**Problems to solve**
[1] According to the functional blood chemistry passage, why do experts say the quality of healthcare in the United States has declined over the past decade?
[2] Name every test that the functional blood chemistry passage says was included in the average annual lab work for a physical exam a decade ago.

**Given passage**
·····

Functional Blood Chemistry

According to Dr. Datis Kharrazian “ there is no general screening test that is more efficient, effective and affordable than a comprehensive blood chemistry panel.  A comprehensive blood chemistry panel will allow the healthcare provider to quickly assess the degree of health or disease in a patient.  It is the ultimate tool in biomedical laboratory sciences to evaluate new patients.  It allows the healthcare provider to establish a baseline of biomarkers that can be used to track the patient’s health immediately and over a period of time.”

It is true, blood chemistry is an incredibly effective tool for screening and identifying imbalances in body metabolism.  It allows the healthcare provider to make sound recommendations, screen for health issues and monitor changes for treatment.

Today’s current model of health care focuses on disease management, not early detection or prevention.  Because of this, experts say the quality of healthcare in the United States has dramatically declined in the past decade.  There is no better example of this diminishment in quality and comprehensiveness than the blood chemistry panel.  A decade ago the average annual lab work ordered in a physical exam included a Chem-24, CBC with differential, TSH and a lipid panel.  Today’s healthcare model customarily performs a Chem-7 and a lipid panel.  This is woefully insufficient data to provide a complete picture of what is going on for a patient.  Time and again patients are slipping through the traditional healthcare system undiagnosed, misdiagnosed or mismanaged.  Providers that routinely screen patients with comprehensive blood chemistry panels consistently find loss of physiological function or even disease.

·····

**Given records**
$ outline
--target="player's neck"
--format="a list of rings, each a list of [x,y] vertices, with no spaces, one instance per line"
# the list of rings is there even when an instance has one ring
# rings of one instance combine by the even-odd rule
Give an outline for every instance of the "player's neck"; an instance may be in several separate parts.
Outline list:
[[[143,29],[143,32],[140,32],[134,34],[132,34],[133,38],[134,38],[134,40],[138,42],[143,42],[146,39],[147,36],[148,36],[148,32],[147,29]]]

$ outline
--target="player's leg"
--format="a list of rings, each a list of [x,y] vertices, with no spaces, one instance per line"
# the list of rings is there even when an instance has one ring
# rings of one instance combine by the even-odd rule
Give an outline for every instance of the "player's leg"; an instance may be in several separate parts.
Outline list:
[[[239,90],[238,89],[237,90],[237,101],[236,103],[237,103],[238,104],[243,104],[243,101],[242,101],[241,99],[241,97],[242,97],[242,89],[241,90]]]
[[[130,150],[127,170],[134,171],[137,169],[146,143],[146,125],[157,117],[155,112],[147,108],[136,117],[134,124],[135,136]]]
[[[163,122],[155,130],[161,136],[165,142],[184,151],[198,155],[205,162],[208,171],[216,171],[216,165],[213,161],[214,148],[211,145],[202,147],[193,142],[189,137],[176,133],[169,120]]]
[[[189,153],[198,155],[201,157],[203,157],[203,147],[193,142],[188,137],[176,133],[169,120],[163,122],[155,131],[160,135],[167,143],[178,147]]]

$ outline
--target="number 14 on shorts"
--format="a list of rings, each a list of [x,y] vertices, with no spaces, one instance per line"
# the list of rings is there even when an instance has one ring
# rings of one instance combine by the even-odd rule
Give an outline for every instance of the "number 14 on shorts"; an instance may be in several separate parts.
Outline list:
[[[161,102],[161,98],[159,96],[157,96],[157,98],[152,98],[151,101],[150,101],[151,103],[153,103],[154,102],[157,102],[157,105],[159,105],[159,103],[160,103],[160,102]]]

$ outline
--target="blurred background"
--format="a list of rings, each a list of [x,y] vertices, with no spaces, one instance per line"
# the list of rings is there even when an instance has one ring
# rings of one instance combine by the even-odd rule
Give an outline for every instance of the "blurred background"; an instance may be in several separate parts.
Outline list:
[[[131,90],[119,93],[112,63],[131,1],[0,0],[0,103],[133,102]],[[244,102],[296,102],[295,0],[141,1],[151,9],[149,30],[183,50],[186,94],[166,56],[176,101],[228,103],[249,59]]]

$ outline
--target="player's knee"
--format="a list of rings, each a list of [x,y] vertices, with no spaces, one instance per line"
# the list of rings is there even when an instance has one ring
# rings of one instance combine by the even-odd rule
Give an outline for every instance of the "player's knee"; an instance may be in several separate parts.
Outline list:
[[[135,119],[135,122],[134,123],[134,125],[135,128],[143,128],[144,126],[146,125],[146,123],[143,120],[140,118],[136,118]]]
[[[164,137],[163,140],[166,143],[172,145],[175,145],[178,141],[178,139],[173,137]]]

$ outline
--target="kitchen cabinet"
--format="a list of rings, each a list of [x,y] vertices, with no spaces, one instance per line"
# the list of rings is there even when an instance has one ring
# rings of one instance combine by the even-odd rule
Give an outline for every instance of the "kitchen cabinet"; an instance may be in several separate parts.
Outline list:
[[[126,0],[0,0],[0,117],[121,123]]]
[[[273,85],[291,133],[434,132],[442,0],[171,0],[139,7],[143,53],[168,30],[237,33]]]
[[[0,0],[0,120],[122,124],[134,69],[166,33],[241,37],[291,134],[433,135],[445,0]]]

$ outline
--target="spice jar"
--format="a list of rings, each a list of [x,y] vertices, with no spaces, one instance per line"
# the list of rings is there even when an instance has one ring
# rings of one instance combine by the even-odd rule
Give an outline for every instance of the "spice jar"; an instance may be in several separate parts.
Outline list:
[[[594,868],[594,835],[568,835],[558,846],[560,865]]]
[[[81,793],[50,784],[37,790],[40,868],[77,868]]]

·····

**Solutions**
[1] Today's healthcare model focuses on disease management rather than early detection or prevention. Experts point to this focus as the cause of the decline.

[2]
- Chem-24
- CBC with differential
- TSH
- Lipid panel